== Raw data
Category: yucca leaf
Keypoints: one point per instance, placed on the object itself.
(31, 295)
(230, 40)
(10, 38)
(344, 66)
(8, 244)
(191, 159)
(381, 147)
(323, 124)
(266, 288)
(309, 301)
====
=== Task prompt ===
Repeat each record verbatim.

=== Result ===
Category: yucca leaf
Keypoints: one point per instance, placed on the object itself.
(31, 295)
(230, 40)
(10, 38)
(344, 66)
(8, 244)
(191, 159)
(381, 147)
(323, 124)
(266, 288)
(309, 301)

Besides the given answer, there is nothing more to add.